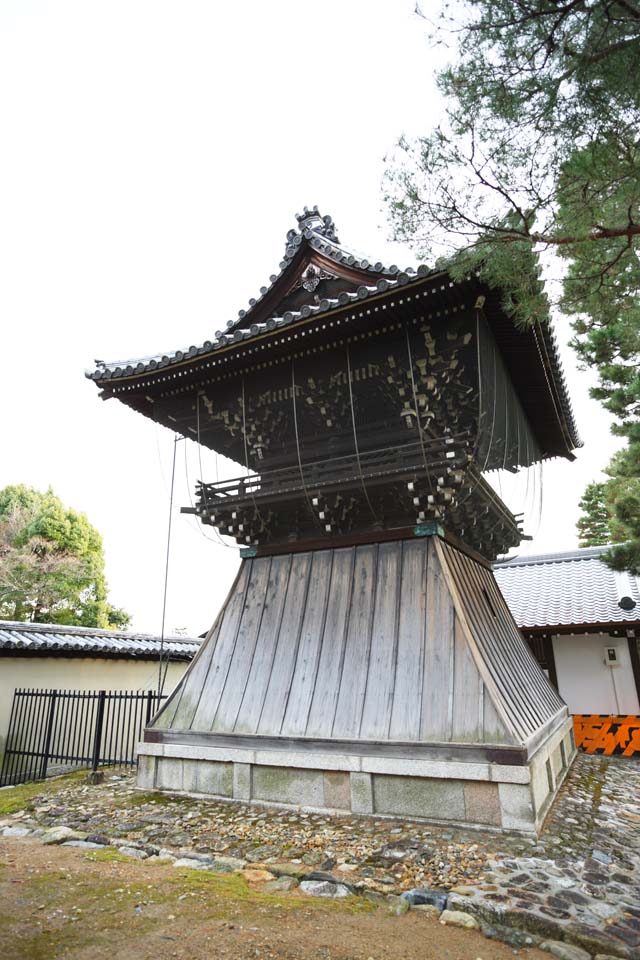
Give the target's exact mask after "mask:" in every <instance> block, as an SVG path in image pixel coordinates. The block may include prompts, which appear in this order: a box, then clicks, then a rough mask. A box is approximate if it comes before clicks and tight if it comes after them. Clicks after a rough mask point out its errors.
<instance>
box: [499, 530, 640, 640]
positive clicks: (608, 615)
mask: <svg viewBox="0 0 640 960" xmlns="http://www.w3.org/2000/svg"><path fill="white" fill-rule="evenodd" d="M607 549H608V548H607V547H588V548H586V549H582V550H572V551H569V552H567V553H546V554H541V555H539V556H530V557H517V558H516V559H514V560H507V561H503V562H502V563H497V564H495V565H494V568H493V569H494V573H495V575H496V579H497V581H498V586H499V587H500V589H501V591H502V593H503V594H504V597H505V599H506V601H507V603H508V604H509V607H510V608H511V612H512V613H513V616H514V617H515V620H516V623H517V624H518V626H519V627H521V628H522V629H523V630H527V629H535V628H538V629H540V628H544V627H562V628H567V627H572V626H575V627H579V626H595V625H598V624H614V623H615V624H618V623H619V624H621V625H624V624H630V625H634V626H637V625H638V624H639V623H640V582H639V581H638V578H637V577H632V576H630V575H629V574H627V573H618V572H616V571H614V570H611V569H610V568H609V567H608V566H606V564H605V563H603V561H602V555H603V554H604V553H606V552H607Z"/></svg>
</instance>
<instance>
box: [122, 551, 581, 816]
mask: <svg viewBox="0 0 640 960" xmlns="http://www.w3.org/2000/svg"><path fill="white" fill-rule="evenodd" d="M572 729H573V728H572V723H571V719H570V717H569V715H568V710H567V708H566V706H565V705H564V704H563V703H562V701H561V700H560V698H559V696H558V694H557V693H556V691H555V690H554V689H553V687H552V686H551V685H550V684H549V682H548V681H547V679H546V677H545V676H544V674H543V673H542V671H541V670H540V668H539V667H538V665H537V663H536V662H535V660H534V658H533V656H532V655H531V653H530V652H529V649H528V647H527V646H526V644H525V642H524V640H523V639H522V637H521V635H520V633H519V631H518V629H517V627H516V625H515V623H514V621H513V619H512V617H511V614H510V612H509V610H508V608H507V606H506V604H505V602H504V600H503V598H502V595H501V593H500V591H499V590H498V587H497V585H496V583H495V580H494V578H493V574H492V573H491V571H490V570H489V569H487V568H486V567H485V566H483V565H482V564H481V563H478V562H477V561H476V560H474V559H472V558H471V557H469V556H468V555H467V554H465V553H464V552H462V551H461V550H459V549H456V548H454V547H453V546H451V545H450V544H448V543H446V542H445V541H444V540H441V539H440V538H439V537H424V538H418V539H411V540H400V541H394V542H386V543H374V544H366V545H361V546H352V547H342V548H339V549H329V550H318V551H313V552H309V553H297V554H287V555H281V556H273V557H261V558H255V559H247V560H244V561H243V562H242V566H241V569H240V572H239V575H238V578H237V580H236V582H235V584H234V586H233V588H232V590H231V592H230V594H229V597H228V598H227V601H226V603H225V605H224V607H223V608H222V610H221V612H220V614H219V616H218V618H217V620H216V622H215V624H214V626H213V628H212V630H211V632H210V634H209V636H208V638H207V640H206V642H205V643H204V644H203V646H202V648H201V650H200V652H199V653H198V656H197V657H196V659H195V660H194V661H193V663H192V664H191V666H190V667H189V669H188V671H187V673H186V674H185V676H184V678H183V680H182V681H181V683H180V684H179V686H178V687H177V688H176V690H175V691H174V692H173V694H172V695H171V697H170V698H169V700H168V701H167V703H166V705H165V706H164V708H163V709H162V711H161V712H160V713H159V714H158V715H157V716H156V717H155V718H154V721H153V723H152V725H151V727H149V728H148V729H147V730H146V731H145V740H144V743H143V744H141V747H140V751H139V756H140V771H139V783H140V785H141V786H144V787H145V788H147V789H148V788H157V789H162V790H173V791H176V790H177V791H185V792H188V793H196V794H204V795H215V796H220V797H228V798H236V799H241V800H245V801H246V800H255V801H259V802H264V803H280V804H286V805H296V806H297V805H301V806H305V807H309V808H314V809H334V810H350V811H352V812H354V813H369V814H376V815H387V816H405V817H411V818H425V819H430V820H439V821H446V822H460V823H467V824H475V825H478V826H480V825H482V826H488V827H492V828H497V829H508V830H521V831H527V832H535V831H536V830H537V828H538V826H539V825H540V823H541V821H542V818H543V817H544V815H545V813H546V810H547V809H548V806H549V804H550V802H551V800H552V799H553V796H554V794H555V791H556V789H557V788H558V786H559V784H560V782H561V781H562V779H563V778H564V776H565V774H566V772H567V770H568V768H569V765H570V763H571V760H572V759H573V756H574V754H575V746H574V743H573V733H572Z"/></svg>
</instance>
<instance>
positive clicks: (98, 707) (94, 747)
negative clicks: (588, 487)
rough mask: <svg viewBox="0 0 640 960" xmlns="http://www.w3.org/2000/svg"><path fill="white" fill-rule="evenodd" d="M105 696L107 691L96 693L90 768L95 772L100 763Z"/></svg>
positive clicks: (104, 690)
mask: <svg viewBox="0 0 640 960" xmlns="http://www.w3.org/2000/svg"><path fill="white" fill-rule="evenodd" d="M106 698H107V691H106V690H100V691H99V693H98V712H97V716H96V734H95V737H94V740H93V760H92V763H91V769H92V770H93V772H94V773H95V771H96V770H97V769H98V764H99V763H100V748H101V746H102V724H103V722H104V704H105V700H106Z"/></svg>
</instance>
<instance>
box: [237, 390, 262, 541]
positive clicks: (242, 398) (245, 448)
mask: <svg viewBox="0 0 640 960" xmlns="http://www.w3.org/2000/svg"><path fill="white" fill-rule="evenodd" d="M242 436H243V439H244V460H245V467H246V470H247V479H248V478H249V473H250V471H249V447H248V445H247V420H246V413H245V393H244V373H243V374H242ZM255 477H256V474H255V471H254V478H255ZM250 492H251V500H252V501H253V509H254V510H255V512H256V517H257V518H258V520H259V521H260V523H261V524H262V529H264V528H265V527H266V524H265V521H264V519H263V517H262V514H261V513H260V509H259V507H258V504H257V503H256V498H255V494H254V492H253V486H251V488H250Z"/></svg>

== What the task asks ==
Number of lines containing "rough" in the material above: give that number alone.

== Result ==
2